Exercise aim —
Every line of the listing must be reproduced as it stands. Leave the images behind.
● ● ●
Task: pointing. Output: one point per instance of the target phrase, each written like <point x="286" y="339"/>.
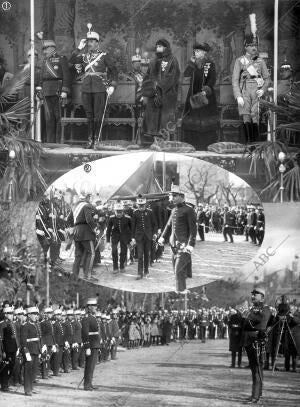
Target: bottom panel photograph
<point x="228" y="343"/>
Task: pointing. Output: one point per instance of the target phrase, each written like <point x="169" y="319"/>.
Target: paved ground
<point x="182" y="374"/>
<point x="212" y="260"/>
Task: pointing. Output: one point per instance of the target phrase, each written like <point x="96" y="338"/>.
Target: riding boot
<point x="255" y="132"/>
<point x="91" y="139"/>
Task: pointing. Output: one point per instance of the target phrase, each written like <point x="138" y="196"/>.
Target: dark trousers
<point x="56" y="360"/>
<point x="93" y="104"/>
<point x="7" y="370"/>
<point x="84" y="249"/>
<point x="182" y="268"/>
<point x="233" y="357"/>
<point x="257" y="372"/>
<point x="201" y="232"/>
<point x="75" y="357"/>
<point x="143" y="249"/>
<point x="90" y="363"/>
<point x="52" y="116"/>
<point x="227" y="231"/>
<point x="115" y="255"/>
<point x="28" y="376"/>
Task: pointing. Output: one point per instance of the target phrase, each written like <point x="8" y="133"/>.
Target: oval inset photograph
<point x="150" y="222"/>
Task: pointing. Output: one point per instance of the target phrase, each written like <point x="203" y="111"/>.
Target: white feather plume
<point x="253" y="26"/>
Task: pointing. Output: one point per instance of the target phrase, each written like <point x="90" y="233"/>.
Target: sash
<point x="78" y="209"/>
<point x="51" y="69"/>
<point x="92" y="63"/>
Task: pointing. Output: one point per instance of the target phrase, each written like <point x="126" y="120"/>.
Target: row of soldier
<point x="119" y="225"/>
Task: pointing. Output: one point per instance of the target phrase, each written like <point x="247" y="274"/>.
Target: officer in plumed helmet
<point x="56" y="83"/>
<point x="255" y="322"/>
<point x="99" y="80"/>
<point x="250" y="80"/>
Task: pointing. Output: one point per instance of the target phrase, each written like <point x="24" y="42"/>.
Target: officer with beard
<point x="160" y="86"/>
<point x="99" y="80"/>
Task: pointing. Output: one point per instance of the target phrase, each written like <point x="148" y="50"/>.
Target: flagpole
<point x="32" y="126"/>
<point x="275" y="65"/>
● ● ●
Final result —
Task: pointing. Output: one point per instance of the target phrase, each written like <point x="286" y="339"/>.
Target: bottom panel photograph
<point x="228" y="343"/>
Task: pointing. Output: one point per instance of the target phrase, each written like <point x="169" y="319"/>.
Target: paved ground
<point x="182" y="374"/>
<point x="212" y="260"/>
Task: pointing. Output: one point per instance of the target phrase, each written like <point x="96" y="338"/>.
Target: riding boot
<point x="255" y="132"/>
<point x="91" y="139"/>
Task: pointing. Output: one point per instance of the target phrase, each written like <point x="138" y="196"/>.
Target: dark trousers
<point x="56" y="360"/>
<point x="93" y="104"/>
<point x="7" y="370"/>
<point x="84" y="249"/>
<point x="182" y="268"/>
<point x="233" y="357"/>
<point x="257" y="372"/>
<point x="201" y="232"/>
<point x="75" y="357"/>
<point x="143" y="249"/>
<point x="90" y="363"/>
<point x="52" y="116"/>
<point x="227" y="231"/>
<point x="115" y="255"/>
<point x="28" y="376"/>
Task: pointing. Output: one point per instance of the target phrase, each written like <point x="8" y="133"/>.
Target: oval inset photograph
<point x="150" y="222"/>
Task: pointing. Output: one point per instance of the target phrase, each written like <point x="203" y="111"/>.
Target: white feather plume
<point x="253" y="26"/>
Task: pointing. Output: one point per instance of the target phrase, each written like <point x="90" y="233"/>.
Target: sash
<point x="78" y="209"/>
<point x="51" y="69"/>
<point x="92" y="63"/>
Task: pointing. Output: one point per instance of the target phrase, each written like <point x="126" y="120"/>.
Target: row of soldier
<point x="119" y="225"/>
Task: pointing. Output: one point per instance of the target phrase, each written like <point x="247" y="274"/>.
Target: officer in plumed helmet
<point x="56" y="83"/>
<point x="255" y="322"/>
<point x="99" y="80"/>
<point x="250" y="80"/>
Task: pointing. Output: one point per instance of the target phrase, each written like <point x="24" y="42"/>.
Target: officer with beard
<point x="160" y="86"/>
<point x="99" y="80"/>
Task: pointing. Output: one point per instance of the target phrase, each written like <point x="148" y="50"/>.
Target: flagpole
<point x="32" y="126"/>
<point x="275" y="65"/>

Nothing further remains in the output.